Entries from a pointing dataset

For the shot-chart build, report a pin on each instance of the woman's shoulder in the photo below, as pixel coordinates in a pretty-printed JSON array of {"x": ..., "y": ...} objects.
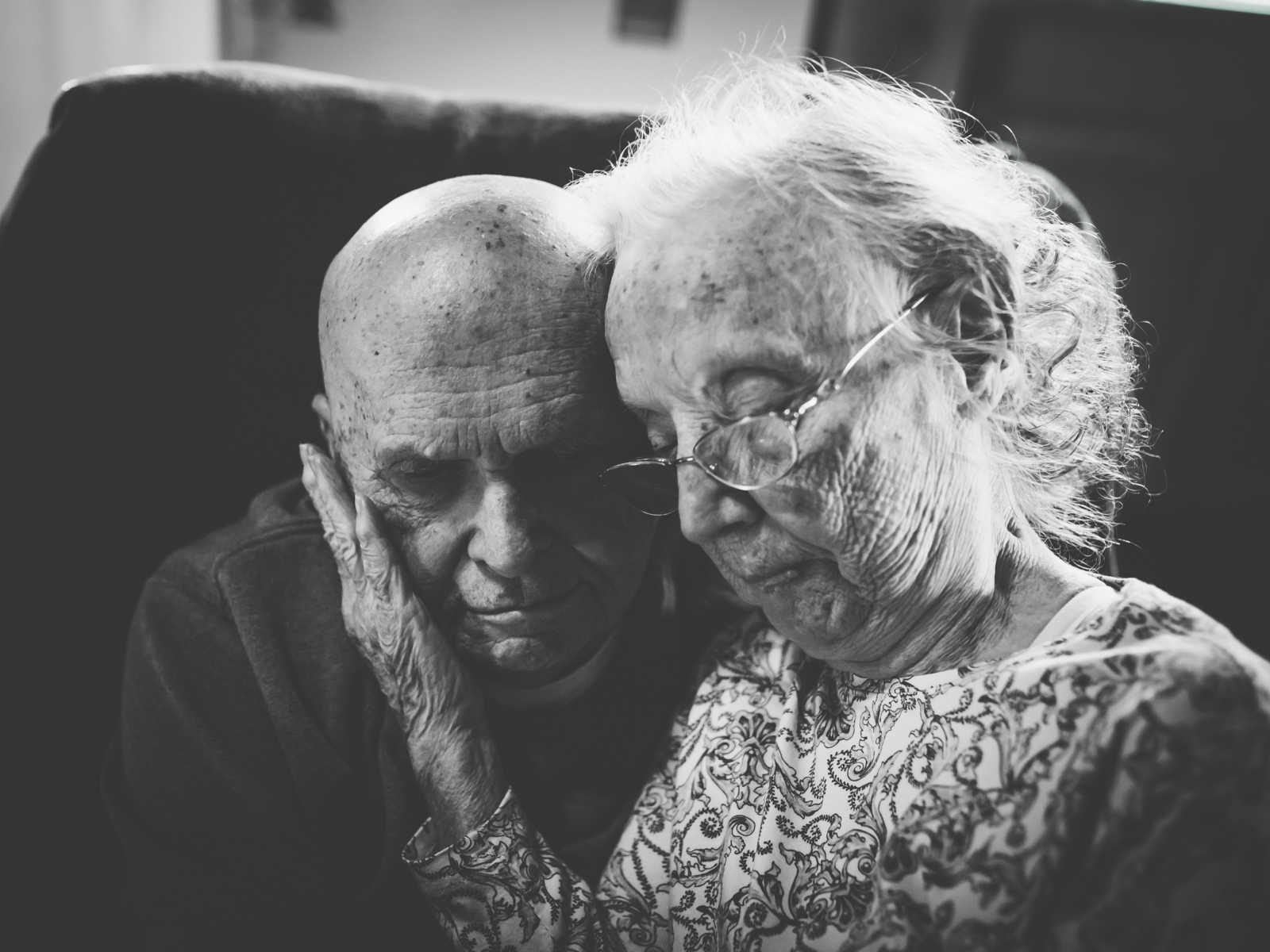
[{"x": 1147, "y": 649}]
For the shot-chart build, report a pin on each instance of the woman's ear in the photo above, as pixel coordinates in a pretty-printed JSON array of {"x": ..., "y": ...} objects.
[{"x": 321, "y": 406}]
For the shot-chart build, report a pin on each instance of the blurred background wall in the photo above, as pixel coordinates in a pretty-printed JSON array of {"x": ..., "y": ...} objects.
[
  {"x": 546, "y": 51},
  {"x": 44, "y": 44},
  {"x": 552, "y": 51}
]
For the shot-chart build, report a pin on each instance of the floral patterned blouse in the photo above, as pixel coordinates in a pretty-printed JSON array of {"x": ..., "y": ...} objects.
[{"x": 1105, "y": 789}]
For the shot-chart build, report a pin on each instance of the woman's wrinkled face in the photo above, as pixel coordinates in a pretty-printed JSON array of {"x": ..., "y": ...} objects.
[{"x": 886, "y": 512}]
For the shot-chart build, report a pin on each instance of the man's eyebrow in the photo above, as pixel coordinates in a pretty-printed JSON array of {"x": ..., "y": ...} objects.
[{"x": 398, "y": 450}]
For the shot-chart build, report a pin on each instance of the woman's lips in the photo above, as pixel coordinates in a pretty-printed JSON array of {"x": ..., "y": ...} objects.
[{"x": 768, "y": 579}]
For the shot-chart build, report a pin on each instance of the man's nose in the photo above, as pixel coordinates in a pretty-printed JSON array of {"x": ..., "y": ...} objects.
[
  {"x": 507, "y": 531},
  {"x": 708, "y": 508}
]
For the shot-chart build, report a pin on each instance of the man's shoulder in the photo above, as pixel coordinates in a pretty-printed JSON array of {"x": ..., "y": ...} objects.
[
  {"x": 276, "y": 550},
  {"x": 279, "y": 517}
]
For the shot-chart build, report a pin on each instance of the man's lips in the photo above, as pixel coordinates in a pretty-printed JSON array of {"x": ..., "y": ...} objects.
[{"x": 502, "y": 608}]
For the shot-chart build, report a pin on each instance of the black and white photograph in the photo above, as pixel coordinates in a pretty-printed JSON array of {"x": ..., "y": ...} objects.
[{"x": 638, "y": 475}]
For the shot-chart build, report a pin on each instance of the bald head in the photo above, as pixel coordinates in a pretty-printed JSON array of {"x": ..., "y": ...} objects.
[
  {"x": 470, "y": 397},
  {"x": 482, "y": 272}
]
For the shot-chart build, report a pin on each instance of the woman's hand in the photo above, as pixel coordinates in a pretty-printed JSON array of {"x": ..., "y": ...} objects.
[{"x": 440, "y": 708}]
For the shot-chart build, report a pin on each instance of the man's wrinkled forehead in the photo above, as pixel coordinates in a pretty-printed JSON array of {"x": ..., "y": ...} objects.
[
  {"x": 457, "y": 397},
  {"x": 493, "y": 425}
]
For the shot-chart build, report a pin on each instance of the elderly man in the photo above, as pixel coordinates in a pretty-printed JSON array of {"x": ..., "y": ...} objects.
[{"x": 262, "y": 784}]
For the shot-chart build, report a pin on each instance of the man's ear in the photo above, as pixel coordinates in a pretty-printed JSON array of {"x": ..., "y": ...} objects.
[{"x": 321, "y": 406}]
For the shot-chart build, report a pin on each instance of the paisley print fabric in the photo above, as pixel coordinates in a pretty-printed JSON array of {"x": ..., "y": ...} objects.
[{"x": 1108, "y": 790}]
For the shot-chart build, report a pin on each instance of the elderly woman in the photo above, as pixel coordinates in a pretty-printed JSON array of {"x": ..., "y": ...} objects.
[{"x": 884, "y": 386}]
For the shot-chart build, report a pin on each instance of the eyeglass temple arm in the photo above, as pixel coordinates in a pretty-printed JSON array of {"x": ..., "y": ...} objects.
[{"x": 836, "y": 382}]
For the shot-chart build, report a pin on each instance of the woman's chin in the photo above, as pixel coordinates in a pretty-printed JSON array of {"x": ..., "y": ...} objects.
[{"x": 816, "y": 609}]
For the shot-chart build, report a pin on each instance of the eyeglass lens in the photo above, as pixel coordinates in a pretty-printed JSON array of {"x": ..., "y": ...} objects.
[
  {"x": 749, "y": 454},
  {"x": 652, "y": 488}
]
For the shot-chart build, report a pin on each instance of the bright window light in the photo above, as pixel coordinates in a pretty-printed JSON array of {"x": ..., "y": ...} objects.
[{"x": 1245, "y": 6}]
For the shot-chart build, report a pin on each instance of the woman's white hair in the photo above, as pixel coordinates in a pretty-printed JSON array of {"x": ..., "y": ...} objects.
[{"x": 891, "y": 198}]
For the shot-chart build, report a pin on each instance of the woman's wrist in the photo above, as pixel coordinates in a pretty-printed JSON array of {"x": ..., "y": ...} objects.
[{"x": 460, "y": 776}]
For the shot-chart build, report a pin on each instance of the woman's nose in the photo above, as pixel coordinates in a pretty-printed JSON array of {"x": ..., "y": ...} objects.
[
  {"x": 507, "y": 531},
  {"x": 708, "y": 508}
]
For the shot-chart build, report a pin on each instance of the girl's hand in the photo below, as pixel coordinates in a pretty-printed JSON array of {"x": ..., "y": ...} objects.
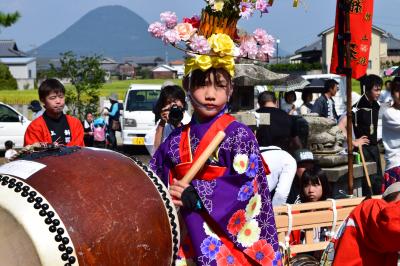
[
  {"x": 176, "y": 190},
  {"x": 165, "y": 113},
  {"x": 361, "y": 141}
]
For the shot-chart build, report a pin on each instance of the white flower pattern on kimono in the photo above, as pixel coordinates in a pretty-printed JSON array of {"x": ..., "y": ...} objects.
[{"x": 240, "y": 163}]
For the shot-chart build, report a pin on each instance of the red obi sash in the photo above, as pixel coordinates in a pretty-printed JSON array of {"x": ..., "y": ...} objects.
[{"x": 208, "y": 172}]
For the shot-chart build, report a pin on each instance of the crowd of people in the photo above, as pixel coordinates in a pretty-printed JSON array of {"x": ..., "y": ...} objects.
[{"x": 269, "y": 167}]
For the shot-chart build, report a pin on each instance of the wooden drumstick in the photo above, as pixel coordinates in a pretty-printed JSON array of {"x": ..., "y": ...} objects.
[
  {"x": 196, "y": 167},
  {"x": 365, "y": 168}
]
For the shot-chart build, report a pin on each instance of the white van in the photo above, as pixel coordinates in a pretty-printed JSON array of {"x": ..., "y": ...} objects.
[
  {"x": 138, "y": 118},
  {"x": 340, "y": 97}
]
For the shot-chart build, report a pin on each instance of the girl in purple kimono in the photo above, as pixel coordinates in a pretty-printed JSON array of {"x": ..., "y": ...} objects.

WHAT IS EXPECTED:
Take the listing and print it again exactly, but without any pictures.

TASK ANSWER:
For the shot-chart build, report a pin on each instance of the woman's shoulder in the photo below, as pixel coordinates in a pretty-printed JSON array of {"x": ..., "y": ...} objects.
[{"x": 1147, "y": 649}]
For the shot-chart build, report a pin on each instance of the woman's ear in the photo above, as pixel coordinates in a pretty-printed JSON array of {"x": ..., "y": ...} objects.
[{"x": 321, "y": 406}]
For the shot-chart build, report a pin on each instance of the blurred background wall in the photo above, as pixel coordinates in a pretty-printed JSON array of {"x": ..., "y": ...} objects.
[
  {"x": 546, "y": 51},
  {"x": 44, "y": 44},
  {"x": 552, "y": 51}
]
For the shot-chart build, report a pin on each instance of the floral patterned blouse in the photo above, as pixel coordinates in a pretty-printed JSON array of {"x": ..., "y": ...} objects.
[{"x": 1105, "y": 789}]
For the shot-chart build, report a pin on each instance of the woman's wrinkled face in the photo above, as pixel coordinates in a pretty-printed JSON array of {"x": ..., "y": ...} objects.
[{"x": 886, "y": 512}]
For the shot-chart build, report a pin on each instance of the man's eyebrow in the photo above, as pixel coordinates in a pretty-printed JSON array of {"x": ..., "y": ...} objects.
[{"x": 398, "y": 450}]
For the shot-chart build, report a pin on each instance of the woman's lips in the photo above, as pixel coordinates in a pretty-printed JSON array of {"x": ..., "y": ...} objects.
[{"x": 768, "y": 579}]
For the shot-chart build, report a pin on each instance of the man's nose in the photo above, as pixel coordinates in a pretty-printed JSON array of {"x": ..., "y": ...} objects.
[
  {"x": 507, "y": 531},
  {"x": 708, "y": 508}
]
For the shot-chart build, report a pin on each instance of the man's shoulder in the photo above, as pixel coordinates in a pretty-printed JSON array of {"x": ..., "y": ...} objects.
[
  {"x": 276, "y": 550},
  {"x": 279, "y": 517}
]
For the shot-chart build, report a pin on each instance of the man's lips in the photo above, as pixel coordinates in a pretty-printed JSON array of {"x": ..., "y": ...} objects.
[{"x": 502, "y": 608}]
For the shot-chart build, report a pin on each instance of the black and white photograph in the photo above, as pixel coordinates in a pretty-printed JSON array of {"x": ..., "y": ...} objects.
[{"x": 638, "y": 475}]
For the shot-chart build, report a pin on each instance of the bald head in the photo above, as pixel coordinates in a pretty-printed JSON array of {"x": ..., "y": ...} objects.
[
  {"x": 470, "y": 397},
  {"x": 482, "y": 272}
]
For the shot-chart build, report a pin on each instance of the woman's hand in the photo above, as pixel coordinates in a pretty-printed JSON array of {"x": ..., "y": ...} objects.
[{"x": 440, "y": 708}]
For the shot-chart build, report a pin on each instance of the man's wrinkled forehead in the photo above, as pixel coordinates in a pretty-printed JSON array of {"x": ..., "y": ...} objects.
[
  {"x": 457, "y": 397},
  {"x": 493, "y": 425}
]
For the shot-chart build, report a pin on each instance of the elderly man in the photo above, as pixel coordinates in a pretty-printed JSON array of {"x": ..., "y": ...} objects.
[{"x": 262, "y": 784}]
For the shot-chart build, report a pin on each instance of the man's ear in the photo above, as pixel coordinates in a pretty-printed JSON array of {"x": ..., "y": ...} objects.
[{"x": 321, "y": 406}]
For the shot-chart build, report a pin on each instance of the paisley print fabric in the photo above, as pixel coordinates in a pretty-printed JSON array of {"x": ..., "y": ...} objects.
[{"x": 1108, "y": 790}]
For the shot-chart build, report a pin on each instance of the elderly woman in the photo above, as pixel coordinates in a pretty-printed JSON array of {"x": ..., "y": ...} objects.
[{"x": 884, "y": 386}]
For the shot-chart build, report a pin on each instance of the eyeglass temple arm in the photo above, as pixel coordinates in a pretty-printed JSON array of {"x": ..., "y": ...} objects.
[{"x": 836, "y": 382}]
For the shot-chart build, report a pin on each instance of the woman's chin in the photo above, as pixel coordinates in a pretty-printed JSON array of {"x": ..., "y": ...} objects.
[{"x": 816, "y": 609}]
For the shot-chart build, report a pin on each instance of the eyeglass lens in the photo above, as pixel coordinates in a pretty-printed JSON array of {"x": ..., "y": ...} objects.
[
  {"x": 749, "y": 454},
  {"x": 652, "y": 488}
]
For the shot-chart build, report a pin on each instance of the bright window light in the photo above, as pixel coordinates in a pretty-printed JSON array of {"x": ..., "y": ...} objects.
[{"x": 1245, "y": 6}]
For the shot-chart build, report a pin on each instance of the woman's white hair in the photo above, as pixel coordinates in a pretty-printed JSON array of {"x": ..., "y": ...} objects.
[{"x": 891, "y": 198}]
For the shot-chart build, report a pin on each instance of the woman's wrist in the photo above, as pixel coordinates in a pretty-printed JSON array of {"x": ..., "y": ...} objects.
[{"x": 460, "y": 776}]
For the shot-chart build, report a pin on each instance of the woman's nose in the photo above, as pixel coordinates in a pretty-printed JSON array of {"x": ..., "y": ...} objects.
[
  {"x": 507, "y": 531},
  {"x": 708, "y": 508}
]
For the shot-chart build, report a pin on each instance of the girl's hand in the photo below, as pixel coordinates in a pretty-printed JSON array of {"x": ..., "y": ...} objects.
[
  {"x": 176, "y": 190},
  {"x": 165, "y": 113},
  {"x": 361, "y": 141}
]
For the shot-chart build, report a pin on each instance of the white flower pattern on kimono in the photo above, as pixel coordinates in a pretty-printed JSON array of {"x": ..., "y": ...} objects.
[{"x": 240, "y": 163}]
For the shot-chart build, report a pin on each instance of the red obi sash in the photo above, as pixel coordinates in a pretty-printed JSON array of {"x": ..., "y": ...} objects.
[{"x": 208, "y": 172}]
For the shot-chart build, report a pin on each instance of the crowd of people in the photo above, as pixel coordinates in a pretty-printed JSON array of {"x": ..., "y": ...} objects.
[{"x": 269, "y": 167}]
For the shot-chart build, report a pin on each instance of the wooden drumstick in the photo above, as pixel coordinates in a pretty-printed JSON array of {"x": ..., "y": ...} objects.
[
  {"x": 196, "y": 167},
  {"x": 365, "y": 168}
]
For the shot-chart build, report a pin on each instance of the white van in the photo above, as pixel coordinates in a pretty-printed JSON array of {"x": ..., "y": ...} objects.
[
  {"x": 138, "y": 118},
  {"x": 340, "y": 97}
]
For the shot-chart build, report a pin on each instance of the girl in purple kimono in the photo above, as pixel coordinates in a pretty-printed JSON array of {"x": ..., "y": ...} objects.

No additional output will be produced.